EXERCISE PROMPT → Your task is to transcribe the entries below exactly, beginning with the line containing "jacket sleeve, each" and ending with the final line, and to add nothing else.

MATERIALS PROVIDED →
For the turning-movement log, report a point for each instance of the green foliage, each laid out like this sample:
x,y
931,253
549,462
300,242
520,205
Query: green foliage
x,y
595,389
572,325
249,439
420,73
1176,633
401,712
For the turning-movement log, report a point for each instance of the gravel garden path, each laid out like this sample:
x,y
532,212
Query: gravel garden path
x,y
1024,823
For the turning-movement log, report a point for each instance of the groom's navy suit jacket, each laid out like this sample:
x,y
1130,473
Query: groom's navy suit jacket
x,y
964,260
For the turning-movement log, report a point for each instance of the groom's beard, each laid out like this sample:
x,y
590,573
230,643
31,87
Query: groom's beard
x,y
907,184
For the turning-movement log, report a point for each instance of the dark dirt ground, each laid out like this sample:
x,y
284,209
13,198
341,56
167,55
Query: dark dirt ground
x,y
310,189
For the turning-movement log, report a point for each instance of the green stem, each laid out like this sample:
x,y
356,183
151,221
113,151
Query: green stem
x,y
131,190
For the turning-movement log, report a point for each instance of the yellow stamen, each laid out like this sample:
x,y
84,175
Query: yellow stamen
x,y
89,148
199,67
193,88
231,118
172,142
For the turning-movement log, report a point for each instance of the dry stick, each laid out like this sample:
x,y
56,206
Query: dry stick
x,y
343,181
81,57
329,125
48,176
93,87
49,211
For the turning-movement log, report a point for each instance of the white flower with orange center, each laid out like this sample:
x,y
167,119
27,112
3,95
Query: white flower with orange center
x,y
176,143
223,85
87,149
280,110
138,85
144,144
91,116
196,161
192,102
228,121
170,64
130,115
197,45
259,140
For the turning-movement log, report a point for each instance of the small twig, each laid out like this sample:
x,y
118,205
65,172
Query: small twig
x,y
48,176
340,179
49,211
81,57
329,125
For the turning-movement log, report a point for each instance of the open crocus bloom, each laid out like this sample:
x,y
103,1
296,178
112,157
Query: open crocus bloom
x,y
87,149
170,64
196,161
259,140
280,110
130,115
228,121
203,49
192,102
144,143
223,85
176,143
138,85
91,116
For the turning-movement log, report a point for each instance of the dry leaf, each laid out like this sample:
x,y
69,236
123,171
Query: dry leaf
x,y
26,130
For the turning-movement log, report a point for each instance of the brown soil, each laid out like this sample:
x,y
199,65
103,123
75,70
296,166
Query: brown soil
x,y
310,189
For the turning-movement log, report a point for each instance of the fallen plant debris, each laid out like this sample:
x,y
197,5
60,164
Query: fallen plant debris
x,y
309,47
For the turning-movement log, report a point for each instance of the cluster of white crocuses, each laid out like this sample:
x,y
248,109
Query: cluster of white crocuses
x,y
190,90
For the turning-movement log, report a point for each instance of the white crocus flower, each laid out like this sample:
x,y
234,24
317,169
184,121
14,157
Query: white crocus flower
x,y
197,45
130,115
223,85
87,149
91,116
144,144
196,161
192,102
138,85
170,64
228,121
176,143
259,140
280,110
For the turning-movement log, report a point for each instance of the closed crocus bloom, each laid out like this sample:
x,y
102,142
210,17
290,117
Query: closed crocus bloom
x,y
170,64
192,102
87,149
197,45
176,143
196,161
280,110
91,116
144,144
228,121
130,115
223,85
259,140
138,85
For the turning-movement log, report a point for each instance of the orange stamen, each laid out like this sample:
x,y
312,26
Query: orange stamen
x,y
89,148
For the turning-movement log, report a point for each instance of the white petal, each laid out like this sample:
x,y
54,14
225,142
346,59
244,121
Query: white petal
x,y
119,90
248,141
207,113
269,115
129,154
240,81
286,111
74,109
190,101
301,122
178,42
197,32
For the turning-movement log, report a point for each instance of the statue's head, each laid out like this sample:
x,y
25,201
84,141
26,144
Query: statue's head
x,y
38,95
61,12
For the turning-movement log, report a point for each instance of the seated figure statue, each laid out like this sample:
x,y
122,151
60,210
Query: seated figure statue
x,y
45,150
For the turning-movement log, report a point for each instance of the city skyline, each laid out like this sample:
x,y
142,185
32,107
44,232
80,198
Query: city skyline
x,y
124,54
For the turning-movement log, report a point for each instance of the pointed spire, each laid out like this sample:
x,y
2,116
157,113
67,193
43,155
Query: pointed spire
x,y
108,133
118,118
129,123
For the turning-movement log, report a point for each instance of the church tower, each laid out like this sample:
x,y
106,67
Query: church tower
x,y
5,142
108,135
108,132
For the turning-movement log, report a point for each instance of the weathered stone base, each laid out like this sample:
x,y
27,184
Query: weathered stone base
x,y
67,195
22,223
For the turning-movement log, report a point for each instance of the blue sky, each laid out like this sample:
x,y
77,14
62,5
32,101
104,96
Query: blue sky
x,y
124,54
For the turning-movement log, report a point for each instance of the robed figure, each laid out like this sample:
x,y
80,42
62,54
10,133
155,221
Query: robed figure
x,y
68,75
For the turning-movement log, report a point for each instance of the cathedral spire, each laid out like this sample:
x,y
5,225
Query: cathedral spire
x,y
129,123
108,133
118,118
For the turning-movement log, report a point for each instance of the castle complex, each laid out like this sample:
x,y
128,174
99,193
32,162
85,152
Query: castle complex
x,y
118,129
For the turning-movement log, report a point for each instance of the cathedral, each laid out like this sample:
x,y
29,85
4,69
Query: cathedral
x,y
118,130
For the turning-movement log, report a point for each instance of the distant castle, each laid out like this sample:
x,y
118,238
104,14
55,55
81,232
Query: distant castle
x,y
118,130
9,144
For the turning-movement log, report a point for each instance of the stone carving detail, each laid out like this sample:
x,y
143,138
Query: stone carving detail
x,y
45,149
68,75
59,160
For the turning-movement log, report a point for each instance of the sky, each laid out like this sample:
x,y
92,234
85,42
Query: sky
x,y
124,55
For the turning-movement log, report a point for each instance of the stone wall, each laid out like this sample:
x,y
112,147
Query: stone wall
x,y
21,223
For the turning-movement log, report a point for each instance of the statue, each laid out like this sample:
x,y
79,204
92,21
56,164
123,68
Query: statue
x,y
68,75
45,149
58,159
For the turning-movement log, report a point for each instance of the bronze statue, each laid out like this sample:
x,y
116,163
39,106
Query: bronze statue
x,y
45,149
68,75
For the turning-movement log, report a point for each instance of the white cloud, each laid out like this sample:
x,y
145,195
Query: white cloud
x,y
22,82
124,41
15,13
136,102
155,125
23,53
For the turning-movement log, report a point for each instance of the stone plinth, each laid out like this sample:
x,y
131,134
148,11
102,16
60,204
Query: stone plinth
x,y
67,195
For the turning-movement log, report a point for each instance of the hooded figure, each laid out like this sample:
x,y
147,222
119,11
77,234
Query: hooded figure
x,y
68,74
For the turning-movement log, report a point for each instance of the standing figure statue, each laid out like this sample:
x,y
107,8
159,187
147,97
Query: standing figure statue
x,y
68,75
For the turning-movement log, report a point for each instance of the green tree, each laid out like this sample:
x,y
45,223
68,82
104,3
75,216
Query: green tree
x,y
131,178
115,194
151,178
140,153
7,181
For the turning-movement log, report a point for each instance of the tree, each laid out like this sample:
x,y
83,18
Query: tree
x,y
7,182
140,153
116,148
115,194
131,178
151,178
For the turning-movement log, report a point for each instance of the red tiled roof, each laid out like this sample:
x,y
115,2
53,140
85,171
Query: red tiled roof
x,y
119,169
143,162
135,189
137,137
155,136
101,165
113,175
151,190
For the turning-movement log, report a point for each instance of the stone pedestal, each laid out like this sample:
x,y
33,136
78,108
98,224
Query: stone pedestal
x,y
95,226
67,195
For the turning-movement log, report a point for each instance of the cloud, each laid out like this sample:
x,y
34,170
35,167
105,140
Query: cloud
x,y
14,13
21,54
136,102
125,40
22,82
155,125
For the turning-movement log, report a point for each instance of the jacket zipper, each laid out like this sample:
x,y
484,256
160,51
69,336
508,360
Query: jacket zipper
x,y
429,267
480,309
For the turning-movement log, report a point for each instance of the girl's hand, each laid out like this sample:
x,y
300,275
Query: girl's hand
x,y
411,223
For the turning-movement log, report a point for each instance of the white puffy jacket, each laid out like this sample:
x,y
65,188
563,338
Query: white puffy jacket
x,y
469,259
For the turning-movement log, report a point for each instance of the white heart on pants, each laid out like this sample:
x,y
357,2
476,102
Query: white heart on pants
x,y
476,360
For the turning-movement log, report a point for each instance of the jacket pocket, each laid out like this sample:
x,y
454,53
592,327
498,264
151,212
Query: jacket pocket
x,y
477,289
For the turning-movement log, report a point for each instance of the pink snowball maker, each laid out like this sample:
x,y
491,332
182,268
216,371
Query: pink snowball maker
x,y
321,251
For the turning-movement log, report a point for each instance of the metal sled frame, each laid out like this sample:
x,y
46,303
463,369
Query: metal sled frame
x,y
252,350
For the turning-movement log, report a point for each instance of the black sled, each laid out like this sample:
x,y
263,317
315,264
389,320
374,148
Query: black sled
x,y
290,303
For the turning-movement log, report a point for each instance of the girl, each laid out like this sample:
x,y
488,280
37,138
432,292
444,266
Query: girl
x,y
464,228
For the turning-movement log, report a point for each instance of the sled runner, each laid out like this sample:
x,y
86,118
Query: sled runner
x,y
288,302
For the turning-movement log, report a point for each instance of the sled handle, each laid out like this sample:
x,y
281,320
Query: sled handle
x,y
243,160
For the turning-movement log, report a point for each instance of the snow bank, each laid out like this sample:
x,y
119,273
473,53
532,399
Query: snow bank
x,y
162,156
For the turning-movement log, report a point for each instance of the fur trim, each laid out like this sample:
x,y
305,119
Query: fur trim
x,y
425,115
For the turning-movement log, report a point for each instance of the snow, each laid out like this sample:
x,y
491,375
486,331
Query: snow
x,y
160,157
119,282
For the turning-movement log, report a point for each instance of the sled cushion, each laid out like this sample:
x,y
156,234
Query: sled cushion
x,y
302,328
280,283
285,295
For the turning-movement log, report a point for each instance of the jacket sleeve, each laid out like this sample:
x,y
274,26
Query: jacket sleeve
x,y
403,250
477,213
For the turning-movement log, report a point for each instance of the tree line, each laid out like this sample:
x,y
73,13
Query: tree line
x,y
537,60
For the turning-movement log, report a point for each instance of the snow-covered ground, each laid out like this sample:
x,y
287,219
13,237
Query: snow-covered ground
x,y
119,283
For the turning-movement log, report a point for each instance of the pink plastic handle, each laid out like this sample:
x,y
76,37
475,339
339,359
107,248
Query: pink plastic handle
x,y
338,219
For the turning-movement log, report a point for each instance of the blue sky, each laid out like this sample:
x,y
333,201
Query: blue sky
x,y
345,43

RESULT FOR THIS EXERCISE →
For the turning-movement log, report a point for each instance of the jacket sleeve, each laid out like this sample:
x,y
274,26
Query: jacket sleeve
x,y
403,250
477,213
For the turning-movement log, report a point for each instance of the tree line, each laid out like this sample:
x,y
73,13
Query: tree line
x,y
537,60
For the turning-movement log, report a point for each instance of the snow-covered ground, each laid out like this sample:
x,y
287,219
13,237
Query: snow-covered ground
x,y
119,283
For the turning-movement log, report a point for each instance of the pink plastic handle, each laid out like this sample:
x,y
76,37
475,339
339,359
107,248
Query: pink plastic handle
x,y
338,219
For the turning-movement log, report a point for each instance of the blue sky, each laid out like this sample:
x,y
333,201
Query: blue sky
x,y
345,43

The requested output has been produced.